#### [Texte fourni]
● ● ● ●

L. M. : oui, cela saute aux yeux déjà avec le corbeau ou la corneille. Chez les anciens Scandinaves, les corvidés sont des animaux particulièrement appréciés, respectés même. Ils incarnent la connaissance et sont liés à la figure divine d’Odin, qui a deux corneilles : Huggin et Munnin, qui incarnent la mémoire et la connaissance. Elles parcourent le monde chaque jour et qui viennent rapporter à Odin ce qu’elles ont vu. On retrouve cette thématique ailleurs dans le corpus mythologique : les Nornes, par exemple, sont trois figures féminines qui incarnent le passé, le présent, le futur, et qui tissent la trame des destinées avec les fils des vies. À ce sujet, on trouve beaucoup de parallèles entre les mythologies germanique et gréco-romaine : il y a probablement eu des influences, mais c’est aussi lié au fait que ce sont toutes des cultures indo-européennes, avec des thèmes et des motifs communs qui parcourent ces imaginaires. On pourrait aussi évoquer les parallèles entre Odin et Thor d’une part et le Christ d’autre part : Odin, c’est aussi le dieu pendu par exemple, qui se sacrifie pour acquérir la connaissance.

● ● ● ●

#### [Lignes enregistrées]

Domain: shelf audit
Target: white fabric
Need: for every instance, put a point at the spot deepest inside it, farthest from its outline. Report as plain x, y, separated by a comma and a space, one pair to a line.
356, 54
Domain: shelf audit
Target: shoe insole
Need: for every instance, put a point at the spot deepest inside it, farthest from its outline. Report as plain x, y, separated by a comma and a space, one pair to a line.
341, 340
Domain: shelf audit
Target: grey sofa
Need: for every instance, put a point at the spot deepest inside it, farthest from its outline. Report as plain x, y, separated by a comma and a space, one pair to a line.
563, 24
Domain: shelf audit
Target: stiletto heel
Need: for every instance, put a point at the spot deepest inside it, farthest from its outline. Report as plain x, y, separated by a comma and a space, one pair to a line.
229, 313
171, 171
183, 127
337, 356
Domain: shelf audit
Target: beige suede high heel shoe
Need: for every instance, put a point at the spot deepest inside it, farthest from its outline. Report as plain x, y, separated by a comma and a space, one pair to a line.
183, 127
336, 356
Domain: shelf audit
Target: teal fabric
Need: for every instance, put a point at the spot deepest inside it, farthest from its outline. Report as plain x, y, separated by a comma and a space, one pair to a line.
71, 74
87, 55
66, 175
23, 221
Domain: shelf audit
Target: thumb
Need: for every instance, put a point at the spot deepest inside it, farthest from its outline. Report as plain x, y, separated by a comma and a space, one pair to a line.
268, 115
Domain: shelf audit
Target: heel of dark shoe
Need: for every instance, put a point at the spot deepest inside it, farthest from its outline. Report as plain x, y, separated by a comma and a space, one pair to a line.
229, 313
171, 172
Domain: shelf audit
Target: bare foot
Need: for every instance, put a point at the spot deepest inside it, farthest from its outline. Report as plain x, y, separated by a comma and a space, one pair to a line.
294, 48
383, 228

● ● ● ●

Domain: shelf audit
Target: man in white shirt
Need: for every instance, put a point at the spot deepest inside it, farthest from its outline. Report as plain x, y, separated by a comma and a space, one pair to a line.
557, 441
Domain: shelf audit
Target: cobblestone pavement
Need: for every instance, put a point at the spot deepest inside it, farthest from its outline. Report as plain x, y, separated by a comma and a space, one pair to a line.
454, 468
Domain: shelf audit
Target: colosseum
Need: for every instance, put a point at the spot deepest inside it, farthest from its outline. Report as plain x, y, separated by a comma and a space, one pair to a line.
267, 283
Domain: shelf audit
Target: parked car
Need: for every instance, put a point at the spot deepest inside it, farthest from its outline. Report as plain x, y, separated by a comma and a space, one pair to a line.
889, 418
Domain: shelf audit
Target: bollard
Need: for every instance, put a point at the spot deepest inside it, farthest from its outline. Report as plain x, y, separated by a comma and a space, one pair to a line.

● ● ● ●

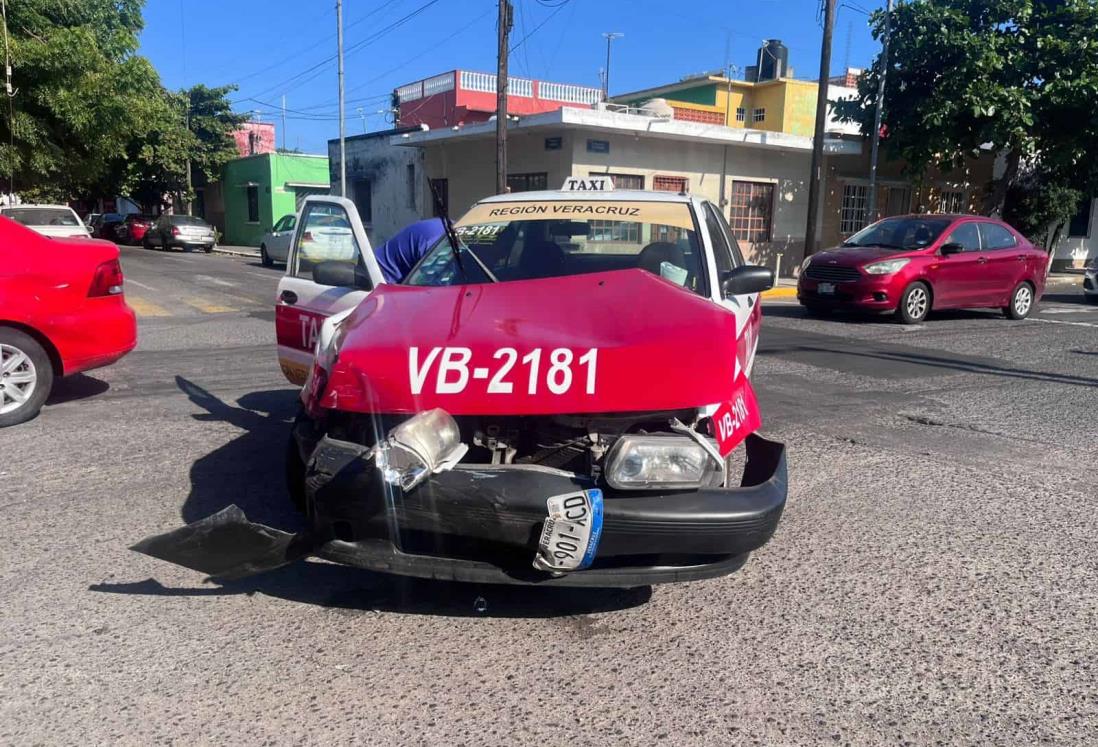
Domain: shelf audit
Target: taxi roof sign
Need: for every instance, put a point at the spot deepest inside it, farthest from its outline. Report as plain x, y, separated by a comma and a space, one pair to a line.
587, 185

● ● ● ●

#### [Consignes]
**A)** Répondez aux questions suivantes d'après l'extrait sur la mythologie scandinave.
(i) Quelle figure divine possède les deux corneilles Huggin et Munnin ?
(ii) Combien de figures féminines forment les Nornes, et qu'incarnent-elles ?
(iii) Que cherche à acquérir Odin lorsqu'il se sacrifie en tant que dieu pendu ?
**B)** Poursuivez l'extrait sur la mythologie scandinave à partir de sa dernière phrase.

#### [Réponses]
**A)**
(i) Odin.
(ii) Elles sont trois et incarnent le passé, le présent et le futur.
(iii) La connaissance.

**B)**
GdN : Une idée de sacrifice qu’on retrouve dans Le Trône de Fer d’ailleurs ! On a le dieu Noyé des Îles de Fer (qui sont fortement ancrées dans un imaginaire scandinave), la perte des jambes de Bran qui va commencer son parcours d’apprentissage avec la corneille. Et dans les livres surtout, le personnage de Freuxsanglant qui est relié à un arbre-monde, mais il est vrai que ce personnage est escamoté par la série.

L. M. : Oui, on peut y voir un emprunt à la culture scandinave, l’idée de l’arbre-monde aussi du reste. Vous l’avez dit, G.R.R. Martin a lu les Eddas et cela laisse des traces.

GdN : Et l’idée d’un transfert dans le corps d’un animal, qu’on a avec Bran et les zomans, c’est aussi quelque chose qu’on retrouve dans les mythologies germaniques ?

Pièce du jeu d’échec de Lewis (XIIème siècle, British Museum)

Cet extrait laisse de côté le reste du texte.